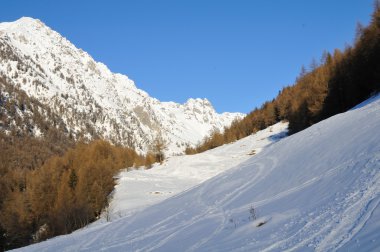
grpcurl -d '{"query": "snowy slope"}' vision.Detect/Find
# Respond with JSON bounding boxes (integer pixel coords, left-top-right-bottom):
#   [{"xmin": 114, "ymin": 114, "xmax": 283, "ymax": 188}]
[
  {"xmin": 16, "ymin": 96, "xmax": 380, "ymax": 251},
  {"xmin": 108, "ymin": 123, "xmax": 288, "ymax": 221},
  {"xmin": 0, "ymin": 17, "xmax": 242, "ymax": 154}
]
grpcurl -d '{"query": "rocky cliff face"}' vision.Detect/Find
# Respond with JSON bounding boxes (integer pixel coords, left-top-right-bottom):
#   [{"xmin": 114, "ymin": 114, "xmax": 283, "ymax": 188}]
[{"xmin": 0, "ymin": 18, "xmax": 243, "ymax": 154}]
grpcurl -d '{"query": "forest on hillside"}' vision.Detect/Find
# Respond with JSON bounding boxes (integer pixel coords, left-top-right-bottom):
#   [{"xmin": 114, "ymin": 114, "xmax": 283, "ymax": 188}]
[
  {"xmin": 186, "ymin": 1, "xmax": 380, "ymax": 154},
  {"xmin": 0, "ymin": 74, "xmax": 164, "ymax": 251},
  {"xmin": 0, "ymin": 2, "xmax": 380, "ymax": 250}
]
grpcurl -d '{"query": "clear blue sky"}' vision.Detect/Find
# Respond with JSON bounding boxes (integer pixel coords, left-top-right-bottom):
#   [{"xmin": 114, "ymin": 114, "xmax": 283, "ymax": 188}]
[{"xmin": 0, "ymin": 0, "xmax": 373, "ymax": 112}]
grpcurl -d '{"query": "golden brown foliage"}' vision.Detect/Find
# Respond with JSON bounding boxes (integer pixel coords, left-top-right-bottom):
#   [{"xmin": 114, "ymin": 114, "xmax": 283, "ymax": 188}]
[
  {"xmin": 0, "ymin": 140, "xmax": 146, "ymax": 249},
  {"xmin": 186, "ymin": 5, "xmax": 380, "ymax": 154}
]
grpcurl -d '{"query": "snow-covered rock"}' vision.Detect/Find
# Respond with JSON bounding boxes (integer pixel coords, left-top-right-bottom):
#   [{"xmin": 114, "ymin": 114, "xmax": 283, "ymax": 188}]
[
  {"xmin": 0, "ymin": 17, "xmax": 243, "ymax": 154},
  {"xmin": 16, "ymin": 96, "xmax": 380, "ymax": 251}
]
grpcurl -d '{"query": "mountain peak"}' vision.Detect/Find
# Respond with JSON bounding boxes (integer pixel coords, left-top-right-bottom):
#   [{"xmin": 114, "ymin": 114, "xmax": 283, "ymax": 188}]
[{"xmin": 0, "ymin": 17, "xmax": 242, "ymax": 154}]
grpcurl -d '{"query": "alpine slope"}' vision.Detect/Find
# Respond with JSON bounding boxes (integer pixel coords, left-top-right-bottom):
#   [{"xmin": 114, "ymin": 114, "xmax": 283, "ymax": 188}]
[{"xmin": 20, "ymin": 96, "xmax": 380, "ymax": 251}]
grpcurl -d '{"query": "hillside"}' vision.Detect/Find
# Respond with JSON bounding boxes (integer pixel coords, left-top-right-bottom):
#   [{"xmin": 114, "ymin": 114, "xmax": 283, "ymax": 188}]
[
  {"xmin": 17, "ymin": 96, "xmax": 380, "ymax": 251},
  {"xmin": 0, "ymin": 17, "xmax": 243, "ymax": 154}
]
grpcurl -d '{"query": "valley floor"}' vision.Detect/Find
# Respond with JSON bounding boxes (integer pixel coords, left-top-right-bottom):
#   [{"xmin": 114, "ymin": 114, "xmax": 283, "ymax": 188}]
[{"xmin": 14, "ymin": 96, "xmax": 380, "ymax": 251}]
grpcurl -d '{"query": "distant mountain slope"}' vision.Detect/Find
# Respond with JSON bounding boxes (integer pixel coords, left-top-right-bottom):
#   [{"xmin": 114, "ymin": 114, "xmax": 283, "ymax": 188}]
[
  {"xmin": 21, "ymin": 96, "xmax": 380, "ymax": 251},
  {"xmin": 0, "ymin": 18, "xmax": 243, "ymax": 153}
]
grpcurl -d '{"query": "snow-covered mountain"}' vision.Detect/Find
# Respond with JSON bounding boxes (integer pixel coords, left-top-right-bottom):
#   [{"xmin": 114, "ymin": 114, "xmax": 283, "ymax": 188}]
[
  {"xmin": 20, "ymin": 96, "xmax": 380, "ymax": 251},
  {"xmin": 0, "ymin": 17, "xmax": 243, "ymax": 154}
]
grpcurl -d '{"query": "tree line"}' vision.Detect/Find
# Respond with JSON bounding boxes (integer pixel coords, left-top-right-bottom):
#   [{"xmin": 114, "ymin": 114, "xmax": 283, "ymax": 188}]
[
  {"xmin": 185, "ymin": 1, "xmax": 380, "ymax": 154},
  {"xmin": 0, "ymin": 140, "xmax": 162, "ymax": 249}
]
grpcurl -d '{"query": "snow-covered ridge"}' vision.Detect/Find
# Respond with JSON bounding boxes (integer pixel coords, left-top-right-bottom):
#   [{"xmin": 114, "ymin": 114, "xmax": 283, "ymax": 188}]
[
  {"xmin": 0, "ymin": 17, "xmax": 243, "ymax": 154},
  {"xmin": 20, "ymin": 96, "xmax": 380, "ymax": 251}
]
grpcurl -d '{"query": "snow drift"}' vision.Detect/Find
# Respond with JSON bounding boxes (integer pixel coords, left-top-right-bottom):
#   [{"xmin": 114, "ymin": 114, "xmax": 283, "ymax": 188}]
[{"xmin": 16, "ymin": 96, "xmax": 380, "ymax": 251}]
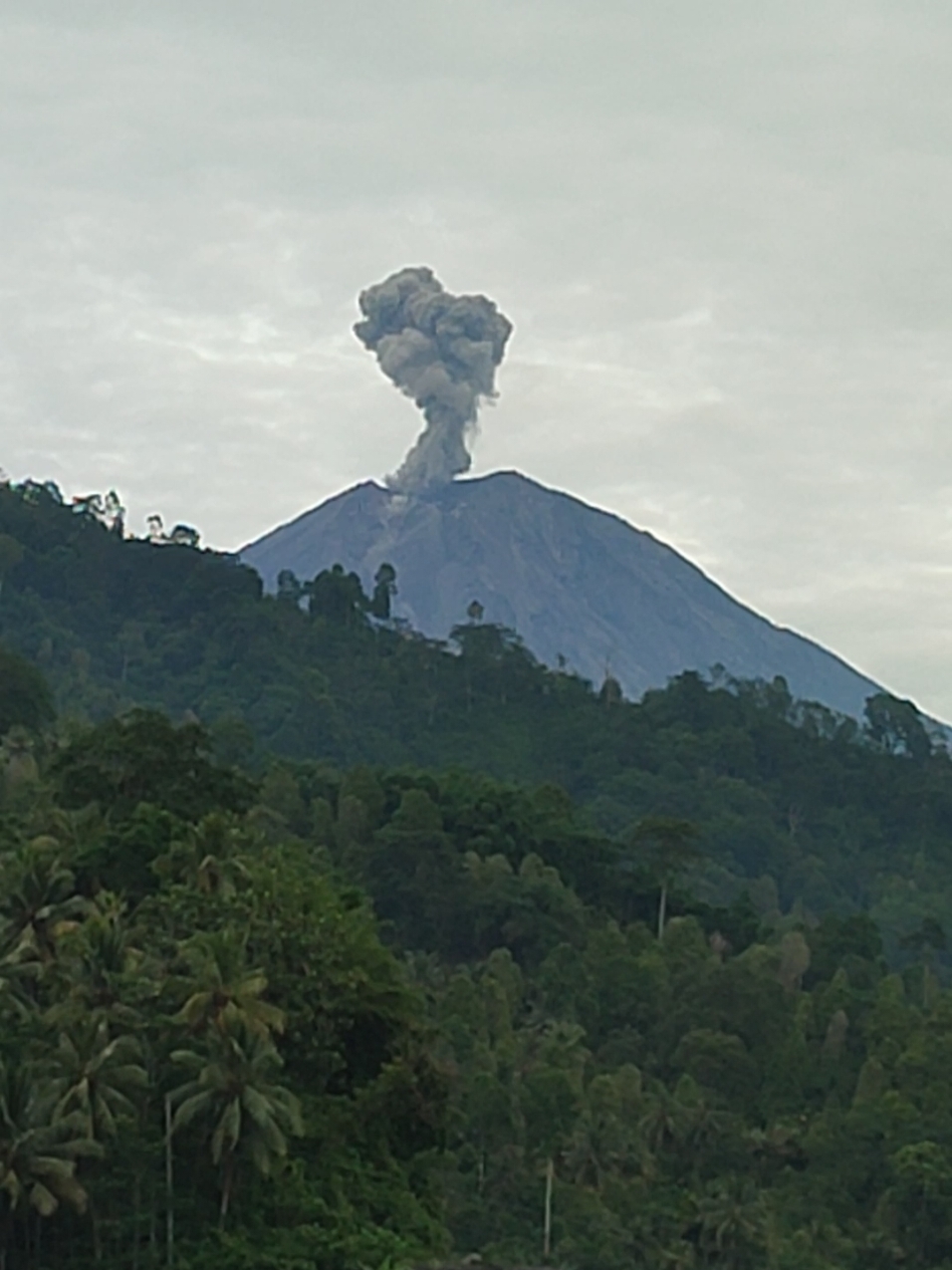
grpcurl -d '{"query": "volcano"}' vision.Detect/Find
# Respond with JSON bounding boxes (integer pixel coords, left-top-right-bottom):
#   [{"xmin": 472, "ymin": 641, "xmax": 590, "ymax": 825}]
[{"xmin": 241, "ymin": 471, "xmax": 881, "ymax": 717}]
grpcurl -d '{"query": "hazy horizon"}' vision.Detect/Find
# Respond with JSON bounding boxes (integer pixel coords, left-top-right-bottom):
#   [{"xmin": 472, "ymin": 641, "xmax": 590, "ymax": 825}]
[{"xmin": 0, "ymin": 0, "xmax": 952, "ymax": 717}]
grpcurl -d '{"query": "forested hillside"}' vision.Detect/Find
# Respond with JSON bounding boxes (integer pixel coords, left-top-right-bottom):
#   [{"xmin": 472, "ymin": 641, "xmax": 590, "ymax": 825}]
[
  {"xmin": 0, "ymin": 655, "xmax": 952, "ymax": 1270},
  {"xmin": 0, "ymin": 484, "xmax": 952, "ymax": 952},
  {"xmin": 7, "ymin": 485, "xmax": 952, "ymax": 1270}
]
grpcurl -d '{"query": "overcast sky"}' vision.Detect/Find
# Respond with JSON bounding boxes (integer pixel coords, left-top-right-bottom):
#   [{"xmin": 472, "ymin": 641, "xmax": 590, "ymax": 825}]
[{"xmin": 0, "ymin": 0, "xmax": 952, "ymax": 719}]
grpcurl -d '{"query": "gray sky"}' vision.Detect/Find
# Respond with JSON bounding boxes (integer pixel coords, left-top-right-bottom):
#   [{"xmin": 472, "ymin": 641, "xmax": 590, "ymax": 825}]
[{"xmin": 0, "ymin": 0, "xmax": 952, "ymax": 719}]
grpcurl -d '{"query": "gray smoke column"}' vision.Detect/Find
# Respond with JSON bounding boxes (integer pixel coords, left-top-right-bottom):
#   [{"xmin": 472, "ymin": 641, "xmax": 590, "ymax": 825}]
[{"xmin": 355, "ymin": 267, "xmax": 513, "ymax": 493}]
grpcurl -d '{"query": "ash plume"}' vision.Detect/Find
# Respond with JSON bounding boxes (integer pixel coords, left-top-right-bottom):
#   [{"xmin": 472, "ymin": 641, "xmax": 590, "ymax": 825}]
[{"xmin": 355, "ymin": 265, "xmax": 513, "ymax": 494}]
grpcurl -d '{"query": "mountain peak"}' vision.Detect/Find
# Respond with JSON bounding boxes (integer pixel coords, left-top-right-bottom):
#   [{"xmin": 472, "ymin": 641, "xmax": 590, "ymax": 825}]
[{"xmin": 241, "ymin": 471, "xmax": 879, "ymax": 716}]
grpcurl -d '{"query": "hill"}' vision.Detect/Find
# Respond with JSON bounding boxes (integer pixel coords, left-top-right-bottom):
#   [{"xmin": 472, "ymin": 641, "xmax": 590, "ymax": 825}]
[
  {"xmin": 241, "ymin": 472, "xmax": 879, "ymax": 717},
  {"xmin": 0, "ymin": 484, "xmax": 952, "ymax": 941}
]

════════════════════

TASK TO CARRY OUT:
Count the lines in the records above that contain the string "mountain", matching case exactly, and give only the number.

SOLUTION:
4